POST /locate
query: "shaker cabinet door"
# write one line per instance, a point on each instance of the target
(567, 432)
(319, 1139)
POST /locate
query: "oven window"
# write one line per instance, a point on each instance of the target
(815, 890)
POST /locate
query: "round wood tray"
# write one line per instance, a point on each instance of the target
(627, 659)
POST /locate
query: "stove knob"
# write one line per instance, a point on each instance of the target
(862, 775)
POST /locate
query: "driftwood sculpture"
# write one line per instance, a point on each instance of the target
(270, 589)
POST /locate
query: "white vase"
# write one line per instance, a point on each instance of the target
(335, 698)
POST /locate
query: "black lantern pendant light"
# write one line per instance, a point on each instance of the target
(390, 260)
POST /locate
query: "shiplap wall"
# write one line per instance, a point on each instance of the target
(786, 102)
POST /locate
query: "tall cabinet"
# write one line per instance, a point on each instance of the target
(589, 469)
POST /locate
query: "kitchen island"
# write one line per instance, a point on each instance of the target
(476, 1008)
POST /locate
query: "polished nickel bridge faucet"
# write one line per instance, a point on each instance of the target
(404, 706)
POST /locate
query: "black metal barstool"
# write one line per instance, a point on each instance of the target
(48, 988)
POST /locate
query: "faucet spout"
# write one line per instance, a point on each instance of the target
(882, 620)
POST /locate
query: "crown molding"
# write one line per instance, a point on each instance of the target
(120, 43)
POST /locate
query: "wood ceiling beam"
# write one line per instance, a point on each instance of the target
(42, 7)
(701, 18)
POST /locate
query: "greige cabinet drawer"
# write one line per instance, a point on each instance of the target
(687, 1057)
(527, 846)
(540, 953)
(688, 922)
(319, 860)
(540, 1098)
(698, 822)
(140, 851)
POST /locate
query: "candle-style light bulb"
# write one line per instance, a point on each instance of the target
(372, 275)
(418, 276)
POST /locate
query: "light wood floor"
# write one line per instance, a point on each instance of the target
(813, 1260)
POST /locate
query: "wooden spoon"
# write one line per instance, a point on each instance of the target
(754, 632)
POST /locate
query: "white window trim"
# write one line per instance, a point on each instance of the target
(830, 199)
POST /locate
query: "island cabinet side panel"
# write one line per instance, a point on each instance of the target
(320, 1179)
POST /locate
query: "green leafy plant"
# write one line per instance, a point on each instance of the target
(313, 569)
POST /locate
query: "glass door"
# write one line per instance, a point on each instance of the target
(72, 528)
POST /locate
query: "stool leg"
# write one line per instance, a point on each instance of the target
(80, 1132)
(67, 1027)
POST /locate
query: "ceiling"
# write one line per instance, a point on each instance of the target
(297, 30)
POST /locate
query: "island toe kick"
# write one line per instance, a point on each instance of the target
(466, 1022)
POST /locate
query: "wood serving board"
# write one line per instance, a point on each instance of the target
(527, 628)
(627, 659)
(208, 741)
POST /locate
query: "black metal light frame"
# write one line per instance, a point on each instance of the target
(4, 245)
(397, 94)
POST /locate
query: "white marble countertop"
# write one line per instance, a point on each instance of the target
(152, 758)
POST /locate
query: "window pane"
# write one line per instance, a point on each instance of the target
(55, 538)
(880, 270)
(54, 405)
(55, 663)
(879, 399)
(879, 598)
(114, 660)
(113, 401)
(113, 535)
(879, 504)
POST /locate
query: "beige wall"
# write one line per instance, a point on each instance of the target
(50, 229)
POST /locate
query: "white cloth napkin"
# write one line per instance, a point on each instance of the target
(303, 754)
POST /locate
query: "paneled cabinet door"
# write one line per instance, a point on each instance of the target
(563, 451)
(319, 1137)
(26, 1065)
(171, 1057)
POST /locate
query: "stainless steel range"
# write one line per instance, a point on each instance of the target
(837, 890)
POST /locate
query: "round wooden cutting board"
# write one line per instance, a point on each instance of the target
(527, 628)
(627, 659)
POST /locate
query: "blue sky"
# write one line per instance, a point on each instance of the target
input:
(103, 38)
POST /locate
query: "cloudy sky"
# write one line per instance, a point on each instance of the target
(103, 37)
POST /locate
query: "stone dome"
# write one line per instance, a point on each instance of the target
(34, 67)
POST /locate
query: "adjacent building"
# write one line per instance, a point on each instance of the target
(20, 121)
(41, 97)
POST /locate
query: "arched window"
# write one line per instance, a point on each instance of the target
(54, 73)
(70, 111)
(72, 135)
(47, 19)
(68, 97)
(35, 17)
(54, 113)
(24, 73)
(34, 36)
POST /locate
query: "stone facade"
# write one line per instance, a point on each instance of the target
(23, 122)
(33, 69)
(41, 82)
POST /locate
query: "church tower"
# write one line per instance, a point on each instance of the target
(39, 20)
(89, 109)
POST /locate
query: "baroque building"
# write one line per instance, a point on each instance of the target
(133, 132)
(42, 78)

◆ Problem statement
Above are the records; retype every one exactly.

◆ Response to this exercise
POST /locate
query: "shaker cabinet door"
# write one line per instance, a point on each instance of the target
(567, 432)
(319, 1139)
POST /locate
query: "oven window"
# write one line per instance, a point on each instance of the target
(815, 890)
POST /locate
query: "round wood tray"
# write one line per instance, a point on each instance of the target
(627, 659)
POST /locate
query: "stove knob"
# write one line per instance, a point on each instance of the target
(862, 775)
POST /locate
query: "driftwood sculpture"
# write one line per instance, a point on each instance of the target
(270, 589)
POST /locate
query: "white vase"
# write one line per instance, a point on each instance of the target
(335, 698)
POST /locate
query: "black lantern pendant light"
# write one line per instance, a point on each instance of the target
(390, 260)
POST /locate
query: "shiplap wall"
# write one line per instance, a point on each instance of the target
(786, 102)
POST /locate
query: "tall cabinet"
# write one line per instance, a point on each instance of the target
(589, 469)
POST /locate
query: "kitchen island"
# write one line per instance, a point on each instance of the target
(476, 1008)
POST /locate
query: "polished nickel bridge faucet"
# write one line per instance, a point on each instance of the target
(404, 706)
POST /locate
query: "black metal barstool"
# write one line per instance, a point on each instance of the target
(48, 988)
POST /locate
query: "faucet spout"
# write one line per instance, a point on each instance of the target
(882, 620)
POST /locate
query: "crown molding"
# write one line per instance, a point on each instance of the target
(120, 43)
POST /locate
query: "wood ceiling beam"
# write one line per instance, a point on each instance of the target
(42, 7)
(701, 18)
POST /locate
query: "greige cabinet drawer"
# write one line per instance, a point on each instance of the target
(687, 1057)
(527, 846)
(540, 953)
(688, 922)
(319, 860)
(540, 1098)
(698, 822)
(140, 851)
POST /locate
query: "candle-style light bulb"
# write one line per instance, a point on each instance of the target
(372, 275)
(418, 276)
POST /locate
query: "light wood floor"
# write one line per instance, a point on each instance of the target
(813, 1260)
POST /locate
query: "wooden spoon"
# write one line per instance, a point on each instance of the target
(754, 632)
POST /locate
query: "white window trim"
# write one line per instance, a point on each instance of the target
(830, 199)
POST /locate
query: "island cabinet side panel"
# write one line per instance, a point on each instance of the target
(320, 1179)
POST /locate
query: "green leafy plant"
# write one line per instance, a point on each instance of the target
(313, 569)
POST /locate
query: "glass door"
# write one line per instance, a point on each instance of the target
(72, 528)
POST /locate
query: "stool leg"
# write one line per instance, a point on each instance of the target
(80, 1132)
(67, 1027)
POST /locate
query: "ceiling"
# write one line per instance, a point on each instance of the target
(297, 30)
POST /locate
query: "island toe kick"
# write one line per instance, a point on each instance of the target
(466, 1022)
POST /locate
query: "wood serving board"
# write one line per instance, a point on each instance of the target
(527, 628)
(627, 659)
(208, 741)
POST /locate
query: "black metal light frame"
# write one line per instance, a point on each instance of the target
(4, 245)
(397, 94)
POST /locate
query: "white marble countertop"
# write one line per instance, a point on each instance of the target
(152, 758)
POST /locate
query: "window pane"
# write one line per instance, a point on each instance of the target
(55, 538)
(880, 270)
(54, 405)
(55, 663)
(879, 399)
(879, 598)
(114, 660)
(113, 401)
(113, 535)
(879, 504)
POST /locate
query: "beige wall"
# write one line per instance, a point on each instance of the target
(50, 229)
POST /locate
query: "white cloth napkin"
# write one line per instance, a point on each instance of the target
(303, 754)
POST /locate
query: "paneled cabinet door"
# write one line per instance, a point on each instance of the target
(563, 451)
(319, 1137)
(26, 1065)
(171, 1057)
POST /locate
query: "stainless steel range"
# write one line per instance, a point on each instance of the target
(837, 890)
POST /locate
query: "round wooden cutting board"
# write one line per instance, a point on each instance of the target
(527, 628)
(627, 659)
POST /locate
query: "blue sky"
# write one line per instance, a point on each instance of the target
input:
(103, 38)
POST /locate
query: "cloudy sky"
# write one line per instance, a point on each instance of the target
(103, 37)
POST /locate
query: "stone dome"
# write one line per instance, a point on each instance of the target
(34, 67)
POST /locate
query: "adjacent building"
# write one line per instance, a point on each instance of the target
(20, 121)
(41, 97)
POST /locate
query: "arched window"
# write one line per instance, a point on each instance of the target
(54, 73)
(70, 111)
(72, 135)
(47, 19)
(68, 97)
(35, 17)
(54, 113)
(24, 73)
(34, 36)
POST /locate
query: "stone facade"
# write one line per instance, a point on each instance of the target
(23, 122)
(33, 69)
(41, 82)
POST /locate
query: "church tower"
# write one line per instance, a point on each instance of the target
(39, 20)
(89, 109)
POST /locate
query: "baroque building"
# write one line per instance, a point on each instance of the target
(133, 132)
(42, 78)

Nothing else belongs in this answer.